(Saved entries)
++++++++

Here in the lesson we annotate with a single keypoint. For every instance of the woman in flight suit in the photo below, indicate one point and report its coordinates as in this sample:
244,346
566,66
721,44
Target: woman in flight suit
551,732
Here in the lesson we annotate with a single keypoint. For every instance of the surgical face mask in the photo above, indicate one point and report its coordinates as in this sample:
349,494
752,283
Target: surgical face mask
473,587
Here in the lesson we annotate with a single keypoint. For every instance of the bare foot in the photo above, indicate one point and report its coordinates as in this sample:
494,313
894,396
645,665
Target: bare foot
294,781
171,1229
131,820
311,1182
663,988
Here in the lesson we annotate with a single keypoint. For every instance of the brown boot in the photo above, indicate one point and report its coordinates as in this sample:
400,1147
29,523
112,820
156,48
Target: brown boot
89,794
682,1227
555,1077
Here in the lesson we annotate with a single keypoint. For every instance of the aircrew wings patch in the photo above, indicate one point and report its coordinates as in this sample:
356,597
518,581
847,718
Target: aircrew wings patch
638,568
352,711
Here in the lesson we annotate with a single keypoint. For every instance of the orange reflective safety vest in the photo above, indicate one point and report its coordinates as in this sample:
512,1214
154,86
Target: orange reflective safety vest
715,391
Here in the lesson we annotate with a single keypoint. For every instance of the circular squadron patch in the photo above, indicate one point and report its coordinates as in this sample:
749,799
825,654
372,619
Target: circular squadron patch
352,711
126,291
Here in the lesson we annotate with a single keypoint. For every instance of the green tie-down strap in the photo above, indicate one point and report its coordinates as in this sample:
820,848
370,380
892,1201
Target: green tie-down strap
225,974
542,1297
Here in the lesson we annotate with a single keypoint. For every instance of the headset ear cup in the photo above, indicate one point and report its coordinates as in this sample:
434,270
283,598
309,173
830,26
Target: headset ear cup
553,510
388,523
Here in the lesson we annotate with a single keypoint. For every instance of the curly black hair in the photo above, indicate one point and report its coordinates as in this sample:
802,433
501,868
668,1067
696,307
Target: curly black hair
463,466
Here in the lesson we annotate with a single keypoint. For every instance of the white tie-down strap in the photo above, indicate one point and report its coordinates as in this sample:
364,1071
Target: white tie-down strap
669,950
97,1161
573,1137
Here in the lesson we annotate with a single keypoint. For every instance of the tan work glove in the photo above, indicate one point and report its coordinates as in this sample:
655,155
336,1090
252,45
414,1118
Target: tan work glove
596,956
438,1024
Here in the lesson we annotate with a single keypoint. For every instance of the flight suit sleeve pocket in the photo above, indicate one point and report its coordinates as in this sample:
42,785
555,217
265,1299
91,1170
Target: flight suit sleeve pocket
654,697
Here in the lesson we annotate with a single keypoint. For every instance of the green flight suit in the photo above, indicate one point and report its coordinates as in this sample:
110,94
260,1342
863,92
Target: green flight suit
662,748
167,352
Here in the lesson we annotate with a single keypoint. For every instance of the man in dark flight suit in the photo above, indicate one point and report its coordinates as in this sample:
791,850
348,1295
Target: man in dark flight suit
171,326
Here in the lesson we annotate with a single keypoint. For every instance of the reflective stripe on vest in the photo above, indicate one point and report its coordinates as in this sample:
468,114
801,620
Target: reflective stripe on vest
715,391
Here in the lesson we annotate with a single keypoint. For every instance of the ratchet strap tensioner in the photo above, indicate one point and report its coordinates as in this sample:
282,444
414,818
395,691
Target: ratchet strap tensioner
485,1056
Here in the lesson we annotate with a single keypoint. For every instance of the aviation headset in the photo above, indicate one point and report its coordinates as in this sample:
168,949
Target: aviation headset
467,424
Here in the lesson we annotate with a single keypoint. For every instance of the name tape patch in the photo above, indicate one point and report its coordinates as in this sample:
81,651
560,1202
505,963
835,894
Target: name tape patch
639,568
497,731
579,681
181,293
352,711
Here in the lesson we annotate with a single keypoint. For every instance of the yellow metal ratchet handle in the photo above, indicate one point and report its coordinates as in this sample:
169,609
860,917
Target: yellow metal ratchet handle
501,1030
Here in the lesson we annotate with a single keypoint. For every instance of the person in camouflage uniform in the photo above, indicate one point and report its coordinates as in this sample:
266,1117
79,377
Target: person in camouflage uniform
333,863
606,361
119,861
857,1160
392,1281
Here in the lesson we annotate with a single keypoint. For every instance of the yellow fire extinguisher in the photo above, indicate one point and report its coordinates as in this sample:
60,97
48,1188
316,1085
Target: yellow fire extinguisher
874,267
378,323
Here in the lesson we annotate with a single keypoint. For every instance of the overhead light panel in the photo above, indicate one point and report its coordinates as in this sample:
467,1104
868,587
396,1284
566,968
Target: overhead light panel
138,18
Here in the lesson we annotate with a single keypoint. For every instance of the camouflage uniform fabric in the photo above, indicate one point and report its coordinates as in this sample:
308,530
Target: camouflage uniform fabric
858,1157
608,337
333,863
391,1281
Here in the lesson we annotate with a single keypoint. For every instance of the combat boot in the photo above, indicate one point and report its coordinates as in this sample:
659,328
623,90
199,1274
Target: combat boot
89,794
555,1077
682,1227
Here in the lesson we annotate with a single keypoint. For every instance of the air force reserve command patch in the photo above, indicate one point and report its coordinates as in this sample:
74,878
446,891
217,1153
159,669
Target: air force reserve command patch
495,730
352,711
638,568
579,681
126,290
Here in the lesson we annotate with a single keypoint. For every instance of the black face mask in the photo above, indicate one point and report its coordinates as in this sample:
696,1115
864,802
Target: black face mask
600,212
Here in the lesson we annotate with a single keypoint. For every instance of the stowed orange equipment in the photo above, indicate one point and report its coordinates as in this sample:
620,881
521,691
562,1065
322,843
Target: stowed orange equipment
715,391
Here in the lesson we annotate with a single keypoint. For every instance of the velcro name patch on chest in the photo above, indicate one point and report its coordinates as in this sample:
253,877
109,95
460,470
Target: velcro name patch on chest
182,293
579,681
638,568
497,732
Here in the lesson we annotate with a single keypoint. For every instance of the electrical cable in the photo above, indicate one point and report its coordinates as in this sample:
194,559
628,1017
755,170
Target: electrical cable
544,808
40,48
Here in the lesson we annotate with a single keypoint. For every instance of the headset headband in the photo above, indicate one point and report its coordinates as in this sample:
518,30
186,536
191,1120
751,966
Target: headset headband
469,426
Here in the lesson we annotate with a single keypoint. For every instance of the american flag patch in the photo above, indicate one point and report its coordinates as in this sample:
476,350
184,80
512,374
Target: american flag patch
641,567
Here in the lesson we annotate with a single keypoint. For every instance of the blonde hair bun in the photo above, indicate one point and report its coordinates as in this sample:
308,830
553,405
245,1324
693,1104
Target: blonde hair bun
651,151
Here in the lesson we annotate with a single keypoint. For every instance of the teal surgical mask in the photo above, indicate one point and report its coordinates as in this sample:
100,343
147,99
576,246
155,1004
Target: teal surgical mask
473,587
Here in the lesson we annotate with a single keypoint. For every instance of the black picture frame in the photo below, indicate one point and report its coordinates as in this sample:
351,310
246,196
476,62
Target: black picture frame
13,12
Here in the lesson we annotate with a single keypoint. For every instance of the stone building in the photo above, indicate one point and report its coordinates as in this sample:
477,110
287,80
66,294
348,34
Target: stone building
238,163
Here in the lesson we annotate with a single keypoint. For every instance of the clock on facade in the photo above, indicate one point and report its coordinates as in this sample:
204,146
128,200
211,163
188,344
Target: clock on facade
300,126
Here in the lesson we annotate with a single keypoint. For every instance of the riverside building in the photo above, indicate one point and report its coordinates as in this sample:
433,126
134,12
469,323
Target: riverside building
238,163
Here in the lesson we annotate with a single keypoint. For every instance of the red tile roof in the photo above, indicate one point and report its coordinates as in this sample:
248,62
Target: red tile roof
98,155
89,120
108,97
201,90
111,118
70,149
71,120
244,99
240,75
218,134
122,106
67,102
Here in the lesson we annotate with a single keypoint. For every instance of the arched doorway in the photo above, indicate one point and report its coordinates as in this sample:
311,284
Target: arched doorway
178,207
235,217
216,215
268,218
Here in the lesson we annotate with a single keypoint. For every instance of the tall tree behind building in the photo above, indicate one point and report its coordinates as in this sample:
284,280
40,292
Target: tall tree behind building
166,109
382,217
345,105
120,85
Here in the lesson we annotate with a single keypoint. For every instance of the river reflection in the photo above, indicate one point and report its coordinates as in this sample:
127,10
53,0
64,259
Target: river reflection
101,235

++++++++

## WHAT YOU SHOULD DO
Reproduce exactly the lines from the one containing "Target: red tile roof" through the last line of the records, both included, and nothing else.

## ANSWER BOX
Target: red tile roof
98,155
89,120
108,97
201,90
111,118
70,149
71,120
244,99
240,75
218,134
122,106
67,102
Here in the lesson we annotate with a single keypoint. For every instance of the arched doorway in the photo above, indicate one point and report its coordinates as in this sample:
311,284
Target: arched doorway
178,207
235,217
216,215
268,218
Here in the lesson we annotate with a single keypoint. For every instance of the tall tree behind building in the photo above, indicate one point and report its coordinates as in this sample:
284,280
40,292
Target: tall tree behind building
166,109
382,217
345,105
120,85
Here in the lesson we annotate with a single keypoint. For every instance of the river reflection in the photo above, indicate one point and report its coordinates as in this sample:
127,10
53,0
64,259
Target: river reflection
101,235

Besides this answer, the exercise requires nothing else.